Recorrió parte del país como fotógrafo oficial del “proceso de cedulación” (1935), que obligó a los ciudadanos mayores de edad a portar un documento de identidad. Y paralelo a ese oficio, fue retratando a la Colombia campesina. Su esposa, Esperanza Uribe, es esencial en su historia: se ocupó de las tareas de laboratorio y creó un archivo juicioso de toda su obra. Junto a ella fundó Foto Sady, la primera empresa independiente de reportería gráfica en Colombia, donde se formaron otros grandes del fotoperiodismo, como Carlos Caicedo.

Caicedo (1929-2015) tenía un carácter fuerte. Fue jefe de fotografía de El Tiempo durante largos años y quizás el mejor alumno de eso que el francés Cartier Bresson llamó “el instante decisivo”. “Lograba congelar situaciones en contextos muy complejos”, explica León Darío Peláez, director de fotografía de SEMANA: cubrió las vueltas a Colombia cuando el país solo tenía carreteras destapadas, y retrató las lluvias de la capital como nadie más lo hizo.

La obra de estos cuatro fotoperiodistas cuenta fiel, genuina, detalladamente la Colombia del siglo XX. Cualquier esfuerzo que se haga por rescatarla y difundirla, es también un paso al reconocimiento de lo que es ser colombiano.
■ ■ ■ ■ ■
[Enunciado 1] ¿Qué personas aparecen mencionadas por su nombre en el extracto sobre el fotoperiodismo colombiano?
[Enunciado 2] Extrae cada línea de las entradas de abajo que contenga la cadena "leaf". Ten en cuenta las mayúsculas y minúsculas.

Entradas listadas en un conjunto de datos
■ ■ ■ ■ ■
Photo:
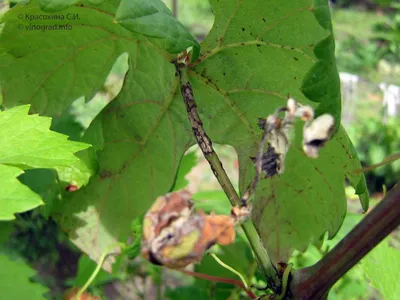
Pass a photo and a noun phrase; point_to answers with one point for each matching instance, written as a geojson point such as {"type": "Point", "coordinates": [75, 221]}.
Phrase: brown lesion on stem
{"type": "Point", "coordinates": [211, 156]}
{"type": "Point", "coordinates": [202, 138]}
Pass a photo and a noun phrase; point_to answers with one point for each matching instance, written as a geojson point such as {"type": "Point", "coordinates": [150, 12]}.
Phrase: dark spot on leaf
{"type": "Point", "coordinates": [153, 259]}
{"type": "Point", "coordinates": [105, 174]}
{"type": "Point", "coordinates": [71, 188]}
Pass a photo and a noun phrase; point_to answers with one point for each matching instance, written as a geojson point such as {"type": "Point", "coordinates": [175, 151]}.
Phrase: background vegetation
{"type": "Point", "coordinates": [367, 44]}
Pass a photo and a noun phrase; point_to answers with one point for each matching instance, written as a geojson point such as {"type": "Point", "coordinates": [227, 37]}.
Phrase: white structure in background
{"type": "Point", "coordinates": [348, 83]}
{"type": "Point", "coordinates": [391, 99]}
{"type": "Point", "coordinates": [351, 84]}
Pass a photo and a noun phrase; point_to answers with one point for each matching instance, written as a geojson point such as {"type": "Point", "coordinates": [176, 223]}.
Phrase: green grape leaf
{"type": "Point", "coordinates": [254, 57]}
{"type": "Point", "coordinates": [186, 165]}
{"type": "Point", "coordinates": [153, 18]}
{"type": "Point", "coordinates": [212, 201]}
{"type": "Point", "coordinates": [63, 64]}
{"type": "Point", "coordinates": [14, 196]}
{"type": "Point", "coordinates": [382, 268]}
{"type": "Point", "coordinates": [43, 182]}
{"type": "Point", "coordinates": [55, 5]}
{"type": "Point", "coordinates": [86, 267]}
{"type": "Point", "coordinates": [249, 45]}
{"type": "Point", "coordinates": [237, 255]}
{"type": "Point", "coordinates": [15, 281]}
{"type": "Point", "coordinates": [27, 142]}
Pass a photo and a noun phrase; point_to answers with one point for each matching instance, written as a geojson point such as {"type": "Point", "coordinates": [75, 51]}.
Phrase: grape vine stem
{"type": "Point", "coordinates": [217, 168]}
{"type": "Point", "coordinates": [315, 281]}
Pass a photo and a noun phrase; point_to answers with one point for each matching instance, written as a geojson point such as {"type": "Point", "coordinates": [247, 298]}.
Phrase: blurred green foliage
{"type": "Point", "coordinates": [375, 140]}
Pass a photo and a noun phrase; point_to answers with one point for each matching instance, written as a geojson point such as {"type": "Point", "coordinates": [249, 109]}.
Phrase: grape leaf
{"type": "Point", "coordinates": [15, 281]}
{"type": "Point", "coordinates": [255, 55]}
{"type": "Point", "coordinates": [28, 143]}
{"type": "Point", "coordinates": [187, 163]}
{"type": "Point", "coordinates": [14, 196]}
{"type": "Point", "coordinates": [382, 267]}
{"type": "Point", "coordinates": [153, 18]}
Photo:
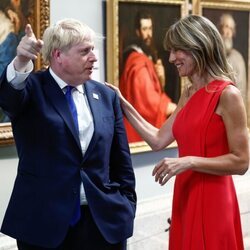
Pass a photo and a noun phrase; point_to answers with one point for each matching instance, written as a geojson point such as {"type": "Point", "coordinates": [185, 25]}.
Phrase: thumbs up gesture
{"type": "Point", "coordinates": [28, 48]}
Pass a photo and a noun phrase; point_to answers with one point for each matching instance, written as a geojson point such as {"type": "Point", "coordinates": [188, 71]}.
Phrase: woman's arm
{"type": "Point", "coordinates": [232, 110]}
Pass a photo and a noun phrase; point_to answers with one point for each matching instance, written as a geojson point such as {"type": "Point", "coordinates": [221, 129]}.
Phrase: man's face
{"type": "Point", "coordinates": [76, 64]}
{"type": "Point", "coordinates": [146, 31]}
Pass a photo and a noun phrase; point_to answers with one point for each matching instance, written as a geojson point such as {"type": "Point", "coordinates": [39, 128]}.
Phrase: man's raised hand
{"type": "Point", "coordinates": [28, 48]}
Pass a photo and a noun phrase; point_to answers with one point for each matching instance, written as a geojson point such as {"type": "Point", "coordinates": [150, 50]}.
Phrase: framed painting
{"type": "Point", "coordinates": [138, 63]}
{"type": "Point", "coordinates": [232, 19]}
{"type": "Point", "coordinates": [14, 15]}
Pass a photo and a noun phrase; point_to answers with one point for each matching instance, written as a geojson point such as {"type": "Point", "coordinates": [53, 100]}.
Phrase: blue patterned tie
{"type": "Point", "coordinates": [72, 106]}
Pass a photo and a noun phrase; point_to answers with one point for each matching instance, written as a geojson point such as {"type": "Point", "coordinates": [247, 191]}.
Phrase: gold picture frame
{"type": "Point", "coordinates": [240, 12]}
{"type": "Point", "coordinates": [120, 14]}
{"type": "Point", "coordinates": [39, 18]}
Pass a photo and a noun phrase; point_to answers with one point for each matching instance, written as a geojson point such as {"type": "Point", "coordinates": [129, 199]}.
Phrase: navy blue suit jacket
{"type": "Point", "coordinates": [51, 165]}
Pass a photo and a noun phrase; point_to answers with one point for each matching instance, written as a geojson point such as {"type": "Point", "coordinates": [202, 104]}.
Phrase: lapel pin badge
{"type": "Point", "coordinates": [95, 96]}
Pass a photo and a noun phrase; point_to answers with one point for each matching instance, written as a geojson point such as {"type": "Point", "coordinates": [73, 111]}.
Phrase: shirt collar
{"type": "Point", "coordinates": [63, 84]}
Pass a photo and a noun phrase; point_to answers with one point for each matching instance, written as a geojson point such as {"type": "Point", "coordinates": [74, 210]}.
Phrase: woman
{"type": "Point", "coordinates": [210, 127]}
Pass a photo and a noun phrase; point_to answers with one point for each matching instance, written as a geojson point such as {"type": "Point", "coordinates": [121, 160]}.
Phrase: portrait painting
{"type": "Point", "coordinates": [232, 19]}
{"type": "Point", "coordinates": [14, 16]}
{"type": "Point", "coordinates": [141, 67]}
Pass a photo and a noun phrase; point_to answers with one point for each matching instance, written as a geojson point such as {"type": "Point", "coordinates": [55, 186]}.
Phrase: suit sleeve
{"type": "Point", "coordinates": [121, 170]}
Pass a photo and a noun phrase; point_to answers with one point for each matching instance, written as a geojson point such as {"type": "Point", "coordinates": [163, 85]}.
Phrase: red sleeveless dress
{"type": "Point", "coordinates": [205, 212]}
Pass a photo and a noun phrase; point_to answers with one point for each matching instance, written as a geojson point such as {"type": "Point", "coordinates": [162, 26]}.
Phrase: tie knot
{"type": "Point", "coordinates": [69, 88]}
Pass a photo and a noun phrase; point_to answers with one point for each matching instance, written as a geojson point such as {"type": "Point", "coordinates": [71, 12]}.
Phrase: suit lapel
{"type": "Point", "coordinates": [57, 99]}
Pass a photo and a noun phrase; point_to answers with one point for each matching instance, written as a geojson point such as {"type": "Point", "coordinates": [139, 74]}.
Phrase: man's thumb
■ ■ ■ ■ ■
[Resultado del ejercicio 1]
- Esperanza Uribe
- Carlos Caicedo
- Cartier Bresson
- León Darío Peláez

[Resultado del ejercicio 2]
Phrase: dark spot on leaf
Phrase: green grape leaf
Phrase: grape leaf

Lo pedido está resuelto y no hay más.